SELECTED PASSAGE:
***

Alejandro Valverde. The Vuelta's future black eye.

//Alejandro Valverde. The Vuelta's future black eye.

Alejandro Valverde. The Vuelta's future black eye.

I'm incognito. It's just safer that way.

The leader of this year’s Vuelta a Espana, Alejandro Valverde, has seven seconds on Cadel Evans of Silence- Lotto and 36 seconds on Robert Gesink of Rabobank. He should probably care less about that time. The real question is how much time does Valverde have on CAS, the Court for Arbitration in Sport?

Since CONI, the Italian Olympic Committee, handed the Spanish rider a two year ban for alleged blood doping in the Operacion Puerto affair, the talented Valverde has been riding on borrowed time. If and when the CAS renders its own decision on whether to uphold that ban, Valverde could easily find his career on hold for two years and his recent results wiped off the books–including a potential Vuelta victory.

***

GIVEN RECORDS:
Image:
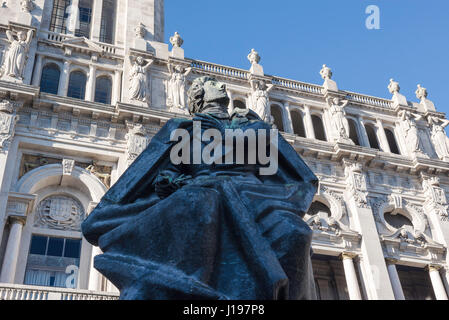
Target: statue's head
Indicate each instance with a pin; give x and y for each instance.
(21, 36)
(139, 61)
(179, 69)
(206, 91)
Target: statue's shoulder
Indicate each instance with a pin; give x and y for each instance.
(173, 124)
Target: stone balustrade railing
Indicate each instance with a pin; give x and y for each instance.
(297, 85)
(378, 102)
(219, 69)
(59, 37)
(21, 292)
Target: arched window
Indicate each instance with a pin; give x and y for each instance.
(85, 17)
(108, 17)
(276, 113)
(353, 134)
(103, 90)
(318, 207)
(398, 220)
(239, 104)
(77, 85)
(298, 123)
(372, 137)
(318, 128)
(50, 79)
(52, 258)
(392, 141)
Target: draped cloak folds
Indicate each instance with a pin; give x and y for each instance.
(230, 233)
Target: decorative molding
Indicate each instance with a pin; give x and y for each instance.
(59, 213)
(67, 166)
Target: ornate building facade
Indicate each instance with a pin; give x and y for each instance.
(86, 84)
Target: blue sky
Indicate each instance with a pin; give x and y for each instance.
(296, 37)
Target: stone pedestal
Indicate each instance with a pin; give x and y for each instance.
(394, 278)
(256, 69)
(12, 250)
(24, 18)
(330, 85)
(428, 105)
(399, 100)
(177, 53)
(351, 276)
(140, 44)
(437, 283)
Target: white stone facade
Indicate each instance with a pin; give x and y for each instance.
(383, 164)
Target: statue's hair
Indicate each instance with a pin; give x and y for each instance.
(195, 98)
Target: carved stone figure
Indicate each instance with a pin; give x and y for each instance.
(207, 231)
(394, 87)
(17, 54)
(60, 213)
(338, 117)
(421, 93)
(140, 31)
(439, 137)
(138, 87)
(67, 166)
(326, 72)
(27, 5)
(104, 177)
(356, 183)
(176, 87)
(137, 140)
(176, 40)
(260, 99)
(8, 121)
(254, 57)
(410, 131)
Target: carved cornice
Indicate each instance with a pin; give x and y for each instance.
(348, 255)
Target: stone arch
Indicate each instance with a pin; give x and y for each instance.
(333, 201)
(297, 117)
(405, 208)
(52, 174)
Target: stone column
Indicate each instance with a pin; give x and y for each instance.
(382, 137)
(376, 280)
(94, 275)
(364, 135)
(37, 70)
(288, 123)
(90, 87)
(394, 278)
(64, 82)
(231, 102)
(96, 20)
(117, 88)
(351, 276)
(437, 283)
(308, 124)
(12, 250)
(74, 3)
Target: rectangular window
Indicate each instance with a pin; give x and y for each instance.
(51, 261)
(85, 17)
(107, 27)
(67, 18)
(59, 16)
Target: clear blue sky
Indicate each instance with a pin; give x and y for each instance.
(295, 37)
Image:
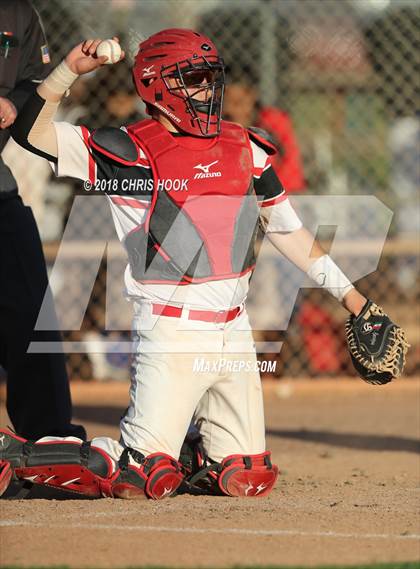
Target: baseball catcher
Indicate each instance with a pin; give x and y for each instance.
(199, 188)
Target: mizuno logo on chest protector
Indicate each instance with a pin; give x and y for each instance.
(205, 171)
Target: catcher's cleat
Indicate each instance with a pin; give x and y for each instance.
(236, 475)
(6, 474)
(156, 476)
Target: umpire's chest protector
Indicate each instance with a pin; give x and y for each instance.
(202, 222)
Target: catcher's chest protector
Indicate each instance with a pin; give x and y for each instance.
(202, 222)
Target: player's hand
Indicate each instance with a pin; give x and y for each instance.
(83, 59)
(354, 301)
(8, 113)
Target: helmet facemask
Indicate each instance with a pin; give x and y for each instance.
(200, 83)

***

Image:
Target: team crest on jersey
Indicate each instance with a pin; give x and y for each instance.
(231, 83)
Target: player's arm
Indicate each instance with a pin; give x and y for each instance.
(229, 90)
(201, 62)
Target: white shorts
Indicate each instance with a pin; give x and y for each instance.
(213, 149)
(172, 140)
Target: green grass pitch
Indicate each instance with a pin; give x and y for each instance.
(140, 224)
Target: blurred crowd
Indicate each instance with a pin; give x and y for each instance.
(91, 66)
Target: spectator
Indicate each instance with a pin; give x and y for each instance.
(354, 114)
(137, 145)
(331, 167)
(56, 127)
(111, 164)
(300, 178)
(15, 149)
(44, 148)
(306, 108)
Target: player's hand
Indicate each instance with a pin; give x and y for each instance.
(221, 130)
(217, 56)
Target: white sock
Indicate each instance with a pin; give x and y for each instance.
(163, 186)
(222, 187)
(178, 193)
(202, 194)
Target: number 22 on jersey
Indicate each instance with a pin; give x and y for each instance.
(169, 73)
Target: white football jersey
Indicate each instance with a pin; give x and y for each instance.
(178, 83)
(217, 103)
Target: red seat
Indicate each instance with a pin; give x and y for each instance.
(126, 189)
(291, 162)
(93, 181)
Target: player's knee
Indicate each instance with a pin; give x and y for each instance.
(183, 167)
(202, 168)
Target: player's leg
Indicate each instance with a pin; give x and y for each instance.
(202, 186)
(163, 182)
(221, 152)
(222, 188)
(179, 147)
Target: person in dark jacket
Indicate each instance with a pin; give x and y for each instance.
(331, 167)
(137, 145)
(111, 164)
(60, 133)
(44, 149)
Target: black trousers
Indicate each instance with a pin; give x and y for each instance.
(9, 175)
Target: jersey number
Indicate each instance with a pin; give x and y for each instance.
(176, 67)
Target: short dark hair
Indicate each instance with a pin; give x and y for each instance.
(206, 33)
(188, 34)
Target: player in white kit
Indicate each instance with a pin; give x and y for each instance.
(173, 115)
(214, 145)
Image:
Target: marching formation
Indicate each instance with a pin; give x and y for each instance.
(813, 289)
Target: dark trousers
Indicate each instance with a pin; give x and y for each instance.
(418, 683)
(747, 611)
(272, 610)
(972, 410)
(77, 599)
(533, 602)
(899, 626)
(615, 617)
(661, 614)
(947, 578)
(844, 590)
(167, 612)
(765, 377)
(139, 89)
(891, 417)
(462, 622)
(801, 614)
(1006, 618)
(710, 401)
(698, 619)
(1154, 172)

***

EXERCISE: Reproduce the part of the piece on Alejandro Valverde starting with "The leader of" and going on through "potential Vuelta victory.". The items have nothing to do with the piece on Alejandro Valverde.

ANSWER BELOW:
The leader of this year’s Vuelta a Espana, Alejandro Valverde, has seven seconds on Cadel Evans of Silence- Lotto and 36 seconds on Robert Gesink of Rabobank. He should probably care less about that time. The real question is how much time does Valverde have on CAS, the Court for Arbitration in Sport?

Since CONI, the Italian Olympic Committee, handed the Spanish rider a two year ban for alleged blood doping in the Operacion Puerto affair, the talented Valverde has been riding on borrowed time. If and when the CAS renders its own decision on whether to uphold that ban, Valverde could easily find his career on hold for two years and his recent results wiped off the books–including a potential Vuelta victory.